» Given exercise
Show every line in the entries below that contains the word "mural".

++++++++++++++++++++

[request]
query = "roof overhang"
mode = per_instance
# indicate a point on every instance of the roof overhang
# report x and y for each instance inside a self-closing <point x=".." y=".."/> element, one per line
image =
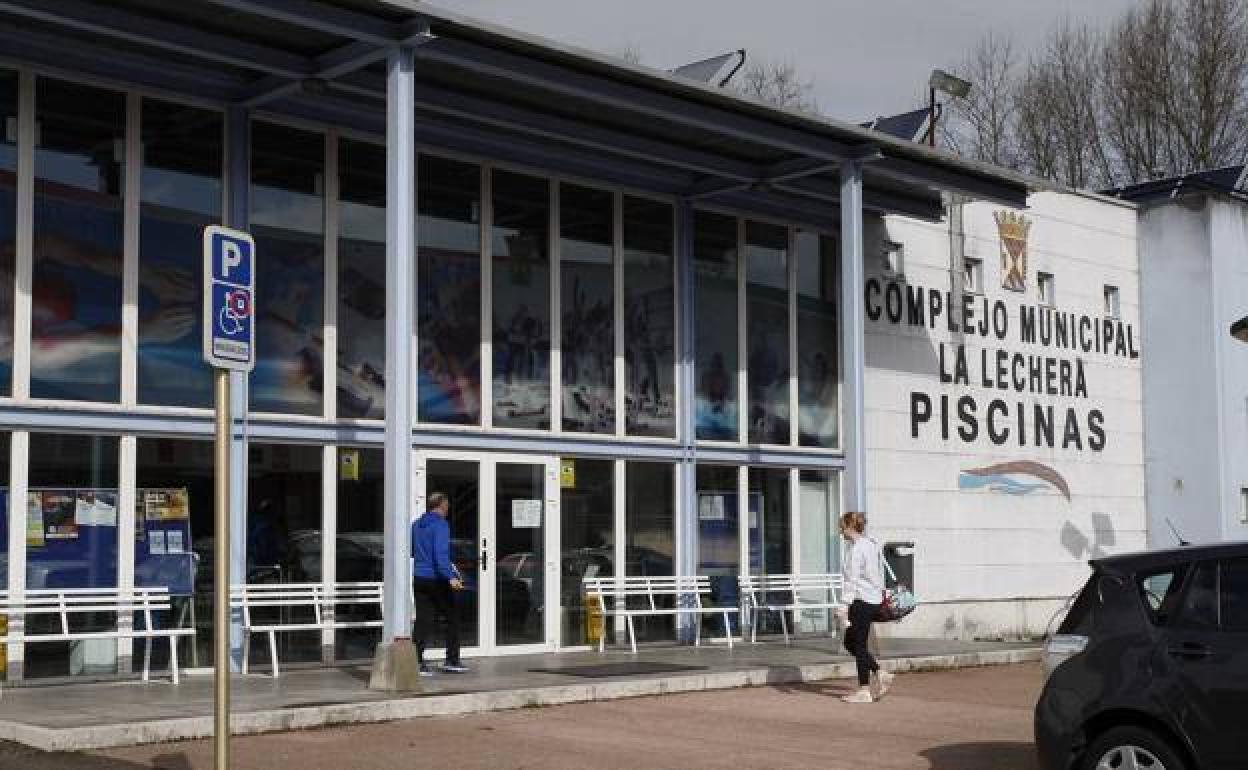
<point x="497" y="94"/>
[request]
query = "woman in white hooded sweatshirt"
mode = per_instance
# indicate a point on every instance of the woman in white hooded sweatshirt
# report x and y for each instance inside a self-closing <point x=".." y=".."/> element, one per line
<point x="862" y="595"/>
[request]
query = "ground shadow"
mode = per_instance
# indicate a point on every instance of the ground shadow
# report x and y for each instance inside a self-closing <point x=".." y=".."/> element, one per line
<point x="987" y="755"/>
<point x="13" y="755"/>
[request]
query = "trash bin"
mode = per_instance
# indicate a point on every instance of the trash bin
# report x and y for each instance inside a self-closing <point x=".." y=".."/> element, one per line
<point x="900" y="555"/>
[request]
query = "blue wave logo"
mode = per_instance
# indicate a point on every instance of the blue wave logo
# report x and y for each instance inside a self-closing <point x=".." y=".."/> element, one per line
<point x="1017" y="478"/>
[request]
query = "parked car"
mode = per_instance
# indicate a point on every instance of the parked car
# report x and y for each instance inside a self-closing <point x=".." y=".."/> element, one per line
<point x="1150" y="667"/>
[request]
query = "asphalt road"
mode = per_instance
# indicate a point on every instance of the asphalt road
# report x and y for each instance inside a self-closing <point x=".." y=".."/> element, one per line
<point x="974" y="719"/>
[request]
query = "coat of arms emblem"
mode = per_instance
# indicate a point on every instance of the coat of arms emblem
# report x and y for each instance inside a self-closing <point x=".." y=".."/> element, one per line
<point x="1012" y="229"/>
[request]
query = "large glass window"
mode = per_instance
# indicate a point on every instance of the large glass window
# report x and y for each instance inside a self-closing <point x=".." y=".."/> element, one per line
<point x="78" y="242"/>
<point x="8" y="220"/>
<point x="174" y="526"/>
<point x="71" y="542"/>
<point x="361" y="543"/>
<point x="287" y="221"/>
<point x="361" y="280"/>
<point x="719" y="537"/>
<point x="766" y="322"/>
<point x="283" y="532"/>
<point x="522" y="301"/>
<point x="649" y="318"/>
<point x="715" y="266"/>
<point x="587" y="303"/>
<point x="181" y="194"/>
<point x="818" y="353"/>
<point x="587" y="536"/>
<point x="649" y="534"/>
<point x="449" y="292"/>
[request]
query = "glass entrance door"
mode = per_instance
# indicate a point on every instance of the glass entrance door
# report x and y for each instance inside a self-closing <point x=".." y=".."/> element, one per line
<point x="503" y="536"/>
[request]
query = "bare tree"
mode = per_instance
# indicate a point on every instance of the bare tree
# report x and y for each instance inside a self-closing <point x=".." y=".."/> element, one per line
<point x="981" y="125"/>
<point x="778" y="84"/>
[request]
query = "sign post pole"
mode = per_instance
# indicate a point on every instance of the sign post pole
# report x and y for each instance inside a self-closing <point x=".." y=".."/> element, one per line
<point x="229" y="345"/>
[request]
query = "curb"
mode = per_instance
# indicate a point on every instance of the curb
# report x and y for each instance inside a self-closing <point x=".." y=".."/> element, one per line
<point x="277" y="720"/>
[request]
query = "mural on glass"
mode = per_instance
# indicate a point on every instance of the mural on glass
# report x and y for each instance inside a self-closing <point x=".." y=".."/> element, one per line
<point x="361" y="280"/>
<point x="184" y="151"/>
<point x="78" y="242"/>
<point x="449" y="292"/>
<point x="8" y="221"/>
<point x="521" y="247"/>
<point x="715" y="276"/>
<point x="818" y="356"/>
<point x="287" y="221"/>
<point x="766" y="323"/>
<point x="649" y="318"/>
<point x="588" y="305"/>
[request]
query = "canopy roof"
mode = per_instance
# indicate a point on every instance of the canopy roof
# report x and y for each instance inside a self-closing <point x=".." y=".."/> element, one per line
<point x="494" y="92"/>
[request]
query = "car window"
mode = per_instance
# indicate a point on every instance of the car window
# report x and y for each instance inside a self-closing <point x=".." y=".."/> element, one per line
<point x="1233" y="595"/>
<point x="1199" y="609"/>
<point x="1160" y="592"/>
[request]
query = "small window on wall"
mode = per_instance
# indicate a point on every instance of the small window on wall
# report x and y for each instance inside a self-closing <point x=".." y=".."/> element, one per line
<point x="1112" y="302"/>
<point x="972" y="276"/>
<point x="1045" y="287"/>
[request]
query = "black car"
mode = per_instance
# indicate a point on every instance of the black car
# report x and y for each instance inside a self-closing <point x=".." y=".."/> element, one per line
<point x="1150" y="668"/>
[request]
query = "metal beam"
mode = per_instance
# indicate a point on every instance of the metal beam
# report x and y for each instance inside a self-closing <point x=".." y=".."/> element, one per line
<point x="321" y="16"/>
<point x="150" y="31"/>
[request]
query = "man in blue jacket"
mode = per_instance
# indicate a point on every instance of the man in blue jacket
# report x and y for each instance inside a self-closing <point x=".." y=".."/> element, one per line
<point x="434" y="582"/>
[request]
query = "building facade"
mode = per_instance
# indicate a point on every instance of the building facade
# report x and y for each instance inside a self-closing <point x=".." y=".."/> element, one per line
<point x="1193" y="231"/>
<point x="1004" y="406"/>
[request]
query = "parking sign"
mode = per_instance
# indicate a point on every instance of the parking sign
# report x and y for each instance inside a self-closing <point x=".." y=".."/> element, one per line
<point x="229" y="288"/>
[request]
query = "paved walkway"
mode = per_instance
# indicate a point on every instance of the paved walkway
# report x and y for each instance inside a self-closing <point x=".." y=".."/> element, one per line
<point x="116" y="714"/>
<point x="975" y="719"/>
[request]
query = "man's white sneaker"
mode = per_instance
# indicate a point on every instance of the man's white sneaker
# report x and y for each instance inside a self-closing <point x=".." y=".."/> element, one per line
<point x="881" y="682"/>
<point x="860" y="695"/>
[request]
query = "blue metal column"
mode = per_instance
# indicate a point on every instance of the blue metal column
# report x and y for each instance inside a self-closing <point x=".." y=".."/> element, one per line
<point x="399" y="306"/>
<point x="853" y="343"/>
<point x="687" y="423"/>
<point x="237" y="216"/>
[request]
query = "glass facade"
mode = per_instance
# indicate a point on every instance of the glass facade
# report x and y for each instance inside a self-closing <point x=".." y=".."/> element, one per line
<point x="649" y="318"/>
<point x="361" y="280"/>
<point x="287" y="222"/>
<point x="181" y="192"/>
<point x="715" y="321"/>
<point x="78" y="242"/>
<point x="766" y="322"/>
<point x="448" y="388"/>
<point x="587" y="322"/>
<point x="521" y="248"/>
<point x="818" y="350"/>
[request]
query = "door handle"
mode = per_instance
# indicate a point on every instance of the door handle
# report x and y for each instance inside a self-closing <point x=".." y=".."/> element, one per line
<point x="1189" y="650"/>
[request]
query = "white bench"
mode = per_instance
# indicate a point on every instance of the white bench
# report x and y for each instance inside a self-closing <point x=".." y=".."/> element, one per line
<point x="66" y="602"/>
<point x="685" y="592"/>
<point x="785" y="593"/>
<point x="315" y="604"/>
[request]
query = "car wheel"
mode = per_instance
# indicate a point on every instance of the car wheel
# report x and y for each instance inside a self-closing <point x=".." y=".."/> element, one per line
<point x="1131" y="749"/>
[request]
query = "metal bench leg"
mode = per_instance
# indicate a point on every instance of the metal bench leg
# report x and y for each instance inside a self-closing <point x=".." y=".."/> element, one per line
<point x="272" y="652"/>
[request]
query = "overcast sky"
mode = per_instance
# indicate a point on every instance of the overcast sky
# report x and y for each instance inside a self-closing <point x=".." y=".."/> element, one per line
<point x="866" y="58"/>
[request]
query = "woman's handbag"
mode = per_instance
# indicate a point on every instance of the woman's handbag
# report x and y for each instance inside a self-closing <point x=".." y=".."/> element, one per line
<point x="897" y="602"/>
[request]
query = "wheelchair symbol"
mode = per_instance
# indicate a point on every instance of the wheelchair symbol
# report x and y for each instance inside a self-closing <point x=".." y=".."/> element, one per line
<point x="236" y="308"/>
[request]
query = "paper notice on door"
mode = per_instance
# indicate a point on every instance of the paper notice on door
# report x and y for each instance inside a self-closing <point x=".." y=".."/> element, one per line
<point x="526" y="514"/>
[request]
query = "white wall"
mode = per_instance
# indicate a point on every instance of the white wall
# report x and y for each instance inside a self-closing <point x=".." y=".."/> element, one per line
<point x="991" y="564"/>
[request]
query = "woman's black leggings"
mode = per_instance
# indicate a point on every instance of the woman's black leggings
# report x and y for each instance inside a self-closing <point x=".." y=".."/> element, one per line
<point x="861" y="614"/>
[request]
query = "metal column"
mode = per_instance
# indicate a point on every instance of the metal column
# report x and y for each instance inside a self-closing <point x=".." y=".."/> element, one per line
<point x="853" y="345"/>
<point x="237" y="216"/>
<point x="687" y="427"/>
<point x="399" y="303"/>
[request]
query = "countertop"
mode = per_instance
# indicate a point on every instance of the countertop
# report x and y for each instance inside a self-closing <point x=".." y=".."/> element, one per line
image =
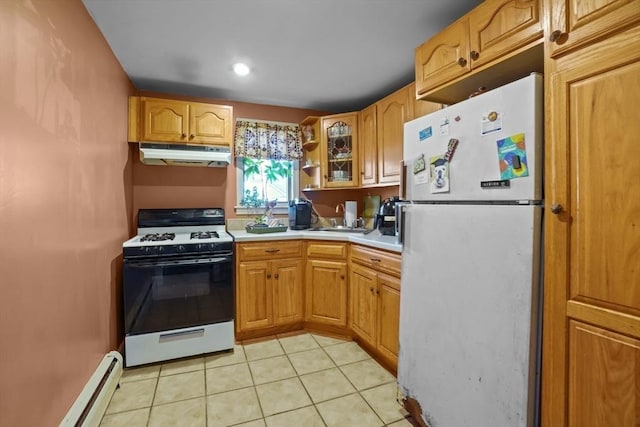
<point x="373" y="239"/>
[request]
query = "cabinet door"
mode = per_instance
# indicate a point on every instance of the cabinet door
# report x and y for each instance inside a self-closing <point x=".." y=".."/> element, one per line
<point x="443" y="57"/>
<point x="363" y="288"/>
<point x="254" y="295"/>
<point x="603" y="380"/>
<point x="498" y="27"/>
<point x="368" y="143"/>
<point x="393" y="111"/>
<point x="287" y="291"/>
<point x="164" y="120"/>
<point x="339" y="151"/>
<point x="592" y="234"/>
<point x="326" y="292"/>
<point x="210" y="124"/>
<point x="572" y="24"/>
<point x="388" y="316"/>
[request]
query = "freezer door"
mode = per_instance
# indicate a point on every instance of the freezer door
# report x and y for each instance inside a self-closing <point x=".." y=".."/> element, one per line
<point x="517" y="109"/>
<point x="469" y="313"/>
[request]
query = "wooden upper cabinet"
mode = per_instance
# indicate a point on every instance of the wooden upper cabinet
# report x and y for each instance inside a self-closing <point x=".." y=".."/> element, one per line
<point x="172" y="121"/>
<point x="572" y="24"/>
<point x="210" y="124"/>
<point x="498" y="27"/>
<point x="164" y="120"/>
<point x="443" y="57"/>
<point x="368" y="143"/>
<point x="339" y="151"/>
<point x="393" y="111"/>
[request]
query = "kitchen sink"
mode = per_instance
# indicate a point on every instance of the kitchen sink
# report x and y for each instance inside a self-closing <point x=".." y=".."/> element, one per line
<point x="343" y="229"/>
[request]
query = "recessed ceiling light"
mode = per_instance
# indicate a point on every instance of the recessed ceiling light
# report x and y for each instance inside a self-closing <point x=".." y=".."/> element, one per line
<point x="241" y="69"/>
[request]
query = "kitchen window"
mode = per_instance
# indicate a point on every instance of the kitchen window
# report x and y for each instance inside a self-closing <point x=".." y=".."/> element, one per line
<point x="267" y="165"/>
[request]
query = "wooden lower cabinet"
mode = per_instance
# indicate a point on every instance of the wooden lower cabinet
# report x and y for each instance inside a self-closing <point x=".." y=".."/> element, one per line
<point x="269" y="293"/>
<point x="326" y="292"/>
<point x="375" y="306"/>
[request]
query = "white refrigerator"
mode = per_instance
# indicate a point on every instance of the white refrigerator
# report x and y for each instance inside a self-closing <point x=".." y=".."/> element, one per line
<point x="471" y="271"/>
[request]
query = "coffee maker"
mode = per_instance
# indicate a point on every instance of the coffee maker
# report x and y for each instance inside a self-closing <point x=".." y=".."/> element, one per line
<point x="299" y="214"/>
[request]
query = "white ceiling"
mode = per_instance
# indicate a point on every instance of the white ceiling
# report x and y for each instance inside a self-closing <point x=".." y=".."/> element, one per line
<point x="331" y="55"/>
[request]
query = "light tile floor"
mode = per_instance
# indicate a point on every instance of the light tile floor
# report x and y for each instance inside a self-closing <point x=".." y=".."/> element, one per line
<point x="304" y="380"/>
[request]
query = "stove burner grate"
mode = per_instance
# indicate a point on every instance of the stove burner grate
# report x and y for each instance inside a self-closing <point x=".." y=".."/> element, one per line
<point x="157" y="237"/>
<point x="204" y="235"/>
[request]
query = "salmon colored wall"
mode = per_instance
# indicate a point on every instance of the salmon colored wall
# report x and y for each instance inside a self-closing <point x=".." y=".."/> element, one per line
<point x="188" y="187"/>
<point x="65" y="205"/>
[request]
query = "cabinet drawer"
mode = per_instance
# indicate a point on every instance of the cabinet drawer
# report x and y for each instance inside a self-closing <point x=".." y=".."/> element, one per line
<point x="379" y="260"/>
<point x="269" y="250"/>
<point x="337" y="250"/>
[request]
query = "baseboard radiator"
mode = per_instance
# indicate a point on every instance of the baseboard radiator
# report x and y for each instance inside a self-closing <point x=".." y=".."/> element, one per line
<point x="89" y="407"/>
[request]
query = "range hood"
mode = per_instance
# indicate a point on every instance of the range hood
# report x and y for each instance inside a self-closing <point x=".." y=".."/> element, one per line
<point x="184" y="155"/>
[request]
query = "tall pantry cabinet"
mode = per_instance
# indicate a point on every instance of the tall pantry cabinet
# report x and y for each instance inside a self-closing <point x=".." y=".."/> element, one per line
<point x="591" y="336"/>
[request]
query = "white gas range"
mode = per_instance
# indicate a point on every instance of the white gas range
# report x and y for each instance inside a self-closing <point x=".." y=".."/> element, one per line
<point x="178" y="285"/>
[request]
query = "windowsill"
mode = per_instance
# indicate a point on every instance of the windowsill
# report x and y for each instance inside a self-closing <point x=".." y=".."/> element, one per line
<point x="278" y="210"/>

++++++++++++++++++++

» Solution to this task
query = "mural on glass"
# indicate a point on every instance of the mural on glass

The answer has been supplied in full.